_BRANO DA LEGGERE_.
──────

Voli di guerra: Impressioni di un giornalista pilota. Otello Cavara
Io non mi abituerei. Si figuri che m'infastidisce guardare giù dal terzo piano. A che altezza vanno loro?
— Anche a 5000 metri.
— La saluto. Mi vien male a sentirlo dire soltanto.
Il contatto continuo con il fascino e l'incognita del volo abitua il pilota a famigliarizzarsi con superiori concetti di vita. Il sistematico esercizio di difendersi ogni minuto, ogni secondo da mortali insidie, lo arma di una filosofia serena, robusta, da cui il trepidante, pavido, assoluto attaccamento alla vita rimane estraneo. Non che l'aviatore sia indifferente alla vita. Anzi ciò che fa di lui un vittorioso è il senso acuto dell'esistenza che lo porta a superare i limiti mediocri, a dominare una più ampia vastità di sensazioni e di spazi, a riconquistare ogni giorno, affrontando necessari perigli, il diritto, la gioia di vivere. Ma l'aviatore nel segreto del suo fervore sente che le sensazioni da cui è pervaso sono così fulgide da ripagarlo d'ogni più grave eventualità. Sente cioè che è importante più che vivere molto, vivere intensamente e utilmente anche se in breve spazio di tempo. Il coraggio è la sua aspirazione, il suo ansioso desiderio. Giunge un momento in cui il mistero della sua psicologia si svela: il momento in cui una cupa minaccia lo affronta in volo. O lo coglie un'invincibile tendenza a precipitosamente scendere, oppure si afferma in lui un'opposizione sdegnosa alla catastrofe e quindi un ponderato, sagace impiego delle sue energie istintive e di esperienza.
In queste battaglie si allena il combattente del cielo: superate le prime avversità naturali si prepara a vincere quelle dell'aviazione nemica.
È il milite nuovo che fa suo e più ampio il motto del mare: «Vivere non è necessario, ma navigare e volare sì».
La conquista del brevetto.
Se Diogene capitasse col suo lanternino in una scuola d'aviazione troverebbe finalmente i soggetti da lui ricercati: i candidati al brevetto, i quali sono dei saggi o almeno dovrebbero essere tali.
Quando s'avvicinano alla gran prova essi s'impongono rigorosamente — c'è pure chi non fa nulla di tutto ciò — il regime dell'equilibrio: nessuna esuberanza, nervi a posto, sobri alla mensa, presto a letto, coronando così un periodo di assestamento indispensabile per comportarsi con calcolata energia in cospetto dì qualsiasi sorpresa aviatoria. Il ritmo della scuola, la successione dei voli avevano già iniziato il consolidamento, l'educazione del loro organismo. L'equilibrio fisico del volo è in diretto rapporto con l'equilibrio morale del pilota.

──────

(Voci tratte da una raccolta di dati)
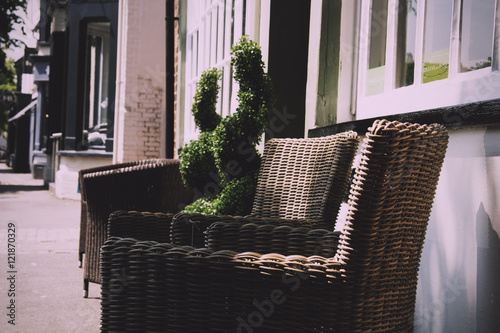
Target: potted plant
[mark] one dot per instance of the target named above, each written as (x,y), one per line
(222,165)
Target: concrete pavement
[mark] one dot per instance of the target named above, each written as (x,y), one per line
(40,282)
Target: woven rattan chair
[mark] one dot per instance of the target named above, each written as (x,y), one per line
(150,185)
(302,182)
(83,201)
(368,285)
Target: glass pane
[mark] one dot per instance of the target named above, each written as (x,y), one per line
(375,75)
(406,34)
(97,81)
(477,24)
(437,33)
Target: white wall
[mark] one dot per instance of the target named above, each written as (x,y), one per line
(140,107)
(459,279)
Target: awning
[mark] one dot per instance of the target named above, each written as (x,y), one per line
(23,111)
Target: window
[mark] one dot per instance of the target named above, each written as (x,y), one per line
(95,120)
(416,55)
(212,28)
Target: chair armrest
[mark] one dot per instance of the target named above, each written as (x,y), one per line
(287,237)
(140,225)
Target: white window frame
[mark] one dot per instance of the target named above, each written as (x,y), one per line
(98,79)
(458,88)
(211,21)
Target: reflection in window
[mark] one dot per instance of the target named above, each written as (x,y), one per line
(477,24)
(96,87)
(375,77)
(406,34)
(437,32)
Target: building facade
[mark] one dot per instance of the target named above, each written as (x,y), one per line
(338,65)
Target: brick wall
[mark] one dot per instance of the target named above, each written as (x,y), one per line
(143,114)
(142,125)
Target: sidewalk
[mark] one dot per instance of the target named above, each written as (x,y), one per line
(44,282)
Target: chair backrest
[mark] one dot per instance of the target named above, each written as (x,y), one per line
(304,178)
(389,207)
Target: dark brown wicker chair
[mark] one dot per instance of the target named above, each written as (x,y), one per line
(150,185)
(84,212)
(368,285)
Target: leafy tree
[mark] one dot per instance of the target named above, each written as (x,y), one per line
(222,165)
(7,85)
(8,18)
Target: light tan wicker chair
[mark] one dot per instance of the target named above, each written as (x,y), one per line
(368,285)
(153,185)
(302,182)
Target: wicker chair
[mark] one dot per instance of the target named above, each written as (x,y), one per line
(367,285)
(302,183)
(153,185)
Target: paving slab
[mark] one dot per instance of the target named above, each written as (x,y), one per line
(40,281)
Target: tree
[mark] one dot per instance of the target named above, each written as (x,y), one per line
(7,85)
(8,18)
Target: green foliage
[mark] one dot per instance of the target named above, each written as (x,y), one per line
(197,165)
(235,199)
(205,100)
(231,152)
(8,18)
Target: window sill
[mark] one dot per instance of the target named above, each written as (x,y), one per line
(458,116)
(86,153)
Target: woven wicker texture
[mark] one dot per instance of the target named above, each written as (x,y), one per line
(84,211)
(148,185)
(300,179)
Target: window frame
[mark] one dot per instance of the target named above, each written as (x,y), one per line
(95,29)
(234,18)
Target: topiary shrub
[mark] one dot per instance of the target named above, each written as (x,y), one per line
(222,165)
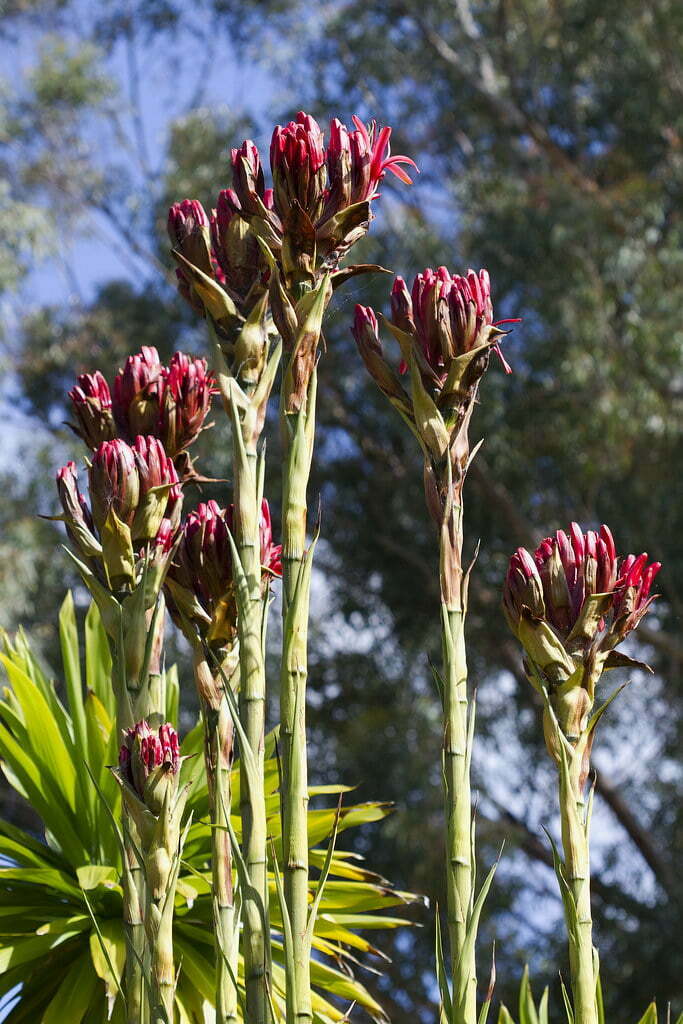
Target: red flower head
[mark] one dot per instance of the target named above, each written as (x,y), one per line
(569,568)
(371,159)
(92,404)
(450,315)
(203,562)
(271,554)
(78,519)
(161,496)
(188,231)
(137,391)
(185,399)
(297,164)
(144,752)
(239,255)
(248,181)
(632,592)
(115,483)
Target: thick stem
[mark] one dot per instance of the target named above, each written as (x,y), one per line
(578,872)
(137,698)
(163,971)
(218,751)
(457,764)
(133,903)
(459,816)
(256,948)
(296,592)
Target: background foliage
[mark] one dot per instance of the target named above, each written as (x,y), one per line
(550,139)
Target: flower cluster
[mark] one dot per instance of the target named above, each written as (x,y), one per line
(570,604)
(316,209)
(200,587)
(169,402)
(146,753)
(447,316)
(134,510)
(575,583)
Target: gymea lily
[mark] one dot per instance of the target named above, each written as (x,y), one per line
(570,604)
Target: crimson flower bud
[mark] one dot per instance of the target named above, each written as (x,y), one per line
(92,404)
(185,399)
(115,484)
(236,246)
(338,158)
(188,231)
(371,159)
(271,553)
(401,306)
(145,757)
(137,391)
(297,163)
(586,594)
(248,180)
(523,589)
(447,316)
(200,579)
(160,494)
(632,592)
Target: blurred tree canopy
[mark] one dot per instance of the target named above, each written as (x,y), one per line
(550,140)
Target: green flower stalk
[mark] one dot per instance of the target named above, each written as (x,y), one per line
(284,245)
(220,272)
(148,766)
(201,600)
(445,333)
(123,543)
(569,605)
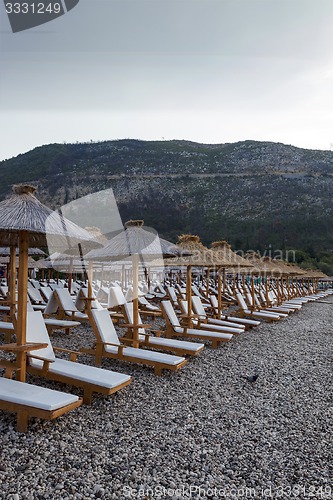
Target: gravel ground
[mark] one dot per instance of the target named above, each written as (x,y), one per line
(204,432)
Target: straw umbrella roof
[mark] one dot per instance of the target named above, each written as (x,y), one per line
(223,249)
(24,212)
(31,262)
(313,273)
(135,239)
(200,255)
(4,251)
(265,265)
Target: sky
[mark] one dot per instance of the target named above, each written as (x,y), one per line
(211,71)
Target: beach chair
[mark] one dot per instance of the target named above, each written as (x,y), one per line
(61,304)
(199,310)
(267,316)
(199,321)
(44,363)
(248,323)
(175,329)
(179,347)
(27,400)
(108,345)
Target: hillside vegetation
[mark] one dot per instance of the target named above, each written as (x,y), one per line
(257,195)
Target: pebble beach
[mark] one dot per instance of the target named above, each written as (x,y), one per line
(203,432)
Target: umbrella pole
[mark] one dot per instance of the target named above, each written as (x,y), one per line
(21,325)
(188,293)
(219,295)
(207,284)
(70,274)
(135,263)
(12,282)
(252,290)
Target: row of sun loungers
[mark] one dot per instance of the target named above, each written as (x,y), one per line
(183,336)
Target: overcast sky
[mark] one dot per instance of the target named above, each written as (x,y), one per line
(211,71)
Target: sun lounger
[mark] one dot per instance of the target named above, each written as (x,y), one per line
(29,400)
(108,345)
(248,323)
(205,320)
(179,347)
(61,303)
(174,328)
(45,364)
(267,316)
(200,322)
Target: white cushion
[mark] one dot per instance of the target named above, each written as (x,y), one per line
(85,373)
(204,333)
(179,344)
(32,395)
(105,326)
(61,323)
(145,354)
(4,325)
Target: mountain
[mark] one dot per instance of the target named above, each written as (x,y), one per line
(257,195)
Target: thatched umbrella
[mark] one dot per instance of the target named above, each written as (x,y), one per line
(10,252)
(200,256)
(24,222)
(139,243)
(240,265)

──────

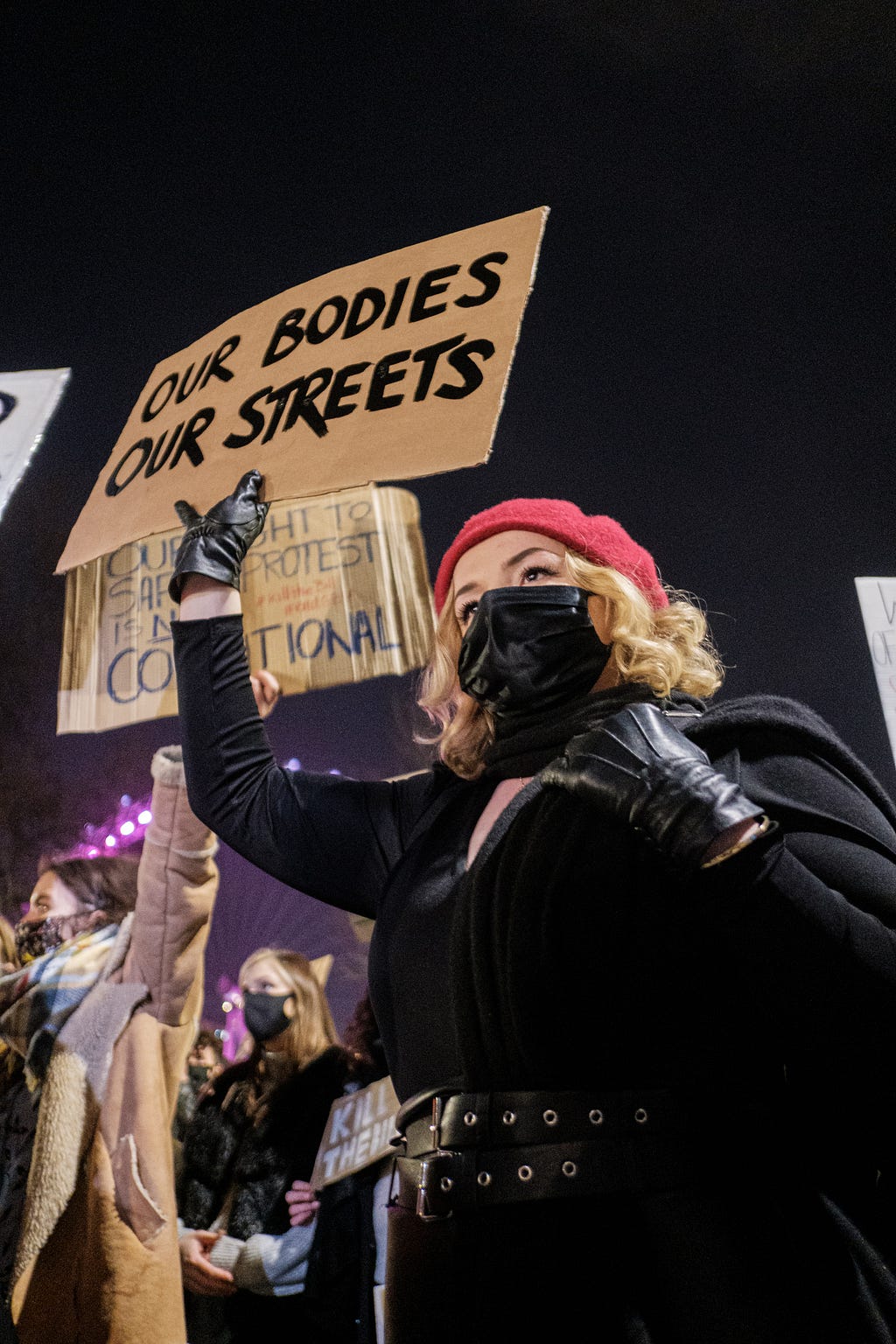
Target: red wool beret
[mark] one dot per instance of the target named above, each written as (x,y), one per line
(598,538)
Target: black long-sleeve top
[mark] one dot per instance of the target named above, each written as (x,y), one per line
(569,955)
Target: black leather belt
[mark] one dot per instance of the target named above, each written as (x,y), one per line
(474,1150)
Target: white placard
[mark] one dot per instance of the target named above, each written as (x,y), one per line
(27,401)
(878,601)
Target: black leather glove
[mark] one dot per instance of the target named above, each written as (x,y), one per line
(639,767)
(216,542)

──────

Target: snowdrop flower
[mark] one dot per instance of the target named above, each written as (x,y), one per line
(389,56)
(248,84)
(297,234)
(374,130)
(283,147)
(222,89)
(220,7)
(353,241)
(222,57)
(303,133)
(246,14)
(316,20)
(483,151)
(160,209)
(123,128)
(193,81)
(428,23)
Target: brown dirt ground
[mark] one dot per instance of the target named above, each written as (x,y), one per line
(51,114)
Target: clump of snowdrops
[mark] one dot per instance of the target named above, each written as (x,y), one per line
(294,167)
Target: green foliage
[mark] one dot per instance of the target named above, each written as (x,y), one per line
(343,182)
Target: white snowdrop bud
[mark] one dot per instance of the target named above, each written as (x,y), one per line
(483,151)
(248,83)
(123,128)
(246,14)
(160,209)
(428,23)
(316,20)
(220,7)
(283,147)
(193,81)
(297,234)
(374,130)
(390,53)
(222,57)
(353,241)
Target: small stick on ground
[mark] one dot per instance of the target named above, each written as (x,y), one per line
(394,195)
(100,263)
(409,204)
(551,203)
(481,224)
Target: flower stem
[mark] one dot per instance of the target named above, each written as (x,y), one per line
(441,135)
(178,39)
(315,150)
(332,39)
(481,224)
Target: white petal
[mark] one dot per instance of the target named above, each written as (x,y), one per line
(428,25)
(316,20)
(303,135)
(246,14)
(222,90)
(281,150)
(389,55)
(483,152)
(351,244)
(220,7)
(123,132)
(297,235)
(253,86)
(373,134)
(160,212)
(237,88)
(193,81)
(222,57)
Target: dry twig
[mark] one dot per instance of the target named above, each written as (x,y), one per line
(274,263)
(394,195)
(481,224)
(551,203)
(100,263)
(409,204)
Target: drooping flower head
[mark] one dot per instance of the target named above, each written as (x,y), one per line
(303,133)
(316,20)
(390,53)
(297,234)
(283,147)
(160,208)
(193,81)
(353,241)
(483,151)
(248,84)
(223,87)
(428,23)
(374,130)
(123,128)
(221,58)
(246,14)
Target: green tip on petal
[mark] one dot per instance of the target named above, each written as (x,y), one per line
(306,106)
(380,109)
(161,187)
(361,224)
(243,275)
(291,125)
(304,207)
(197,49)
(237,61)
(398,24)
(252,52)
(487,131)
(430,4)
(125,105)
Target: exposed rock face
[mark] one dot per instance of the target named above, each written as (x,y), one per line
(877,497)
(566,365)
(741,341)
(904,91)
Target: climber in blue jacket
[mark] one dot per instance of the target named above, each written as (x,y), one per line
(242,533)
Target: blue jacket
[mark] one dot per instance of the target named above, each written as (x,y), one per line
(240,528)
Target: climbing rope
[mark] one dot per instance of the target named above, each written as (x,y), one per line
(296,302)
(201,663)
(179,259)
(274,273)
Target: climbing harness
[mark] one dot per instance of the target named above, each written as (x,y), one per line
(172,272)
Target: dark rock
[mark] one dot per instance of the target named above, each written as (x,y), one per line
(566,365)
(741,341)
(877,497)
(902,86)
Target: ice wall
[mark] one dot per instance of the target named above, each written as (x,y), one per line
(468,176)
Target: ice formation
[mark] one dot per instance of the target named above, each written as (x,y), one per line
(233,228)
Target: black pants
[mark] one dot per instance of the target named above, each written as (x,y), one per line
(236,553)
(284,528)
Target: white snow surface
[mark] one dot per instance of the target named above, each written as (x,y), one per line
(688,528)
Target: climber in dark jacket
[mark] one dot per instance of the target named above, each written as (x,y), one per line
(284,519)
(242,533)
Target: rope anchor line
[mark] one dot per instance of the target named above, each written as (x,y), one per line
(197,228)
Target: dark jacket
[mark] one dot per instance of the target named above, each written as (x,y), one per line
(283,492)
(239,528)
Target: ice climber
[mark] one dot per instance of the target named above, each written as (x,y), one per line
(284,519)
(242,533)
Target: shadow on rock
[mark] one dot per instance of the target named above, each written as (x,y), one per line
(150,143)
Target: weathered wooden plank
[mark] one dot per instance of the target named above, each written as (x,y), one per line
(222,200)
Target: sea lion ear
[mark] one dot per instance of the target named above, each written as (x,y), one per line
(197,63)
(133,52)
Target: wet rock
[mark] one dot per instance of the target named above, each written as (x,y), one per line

──────

_COMPITI DA SVOLGERE_.
• A. Nel brano sul volo, riscrivi la parte che inizia con le parole "La conquista del" e termina con "dovrebbero essere tali.", cambiando "lanternino" in "lume".
• B. Conta le righe delle voci in cui compare la stringa "wall", distinguendo tra maiuscole e minuscole, e scrivi soltanto il numero.

_SOLUZIONI DEGLI ESERCIZI_.
• A.
La conquista del brevetto.
Se Diogene capitasse col suo lume in una scuola d'aviazione troverebbe finalmente i soggetti da lui ricercati: i candidati al brevetto, i quali sono dei saggi o almeno dovrebbero essere tali.

• B. 3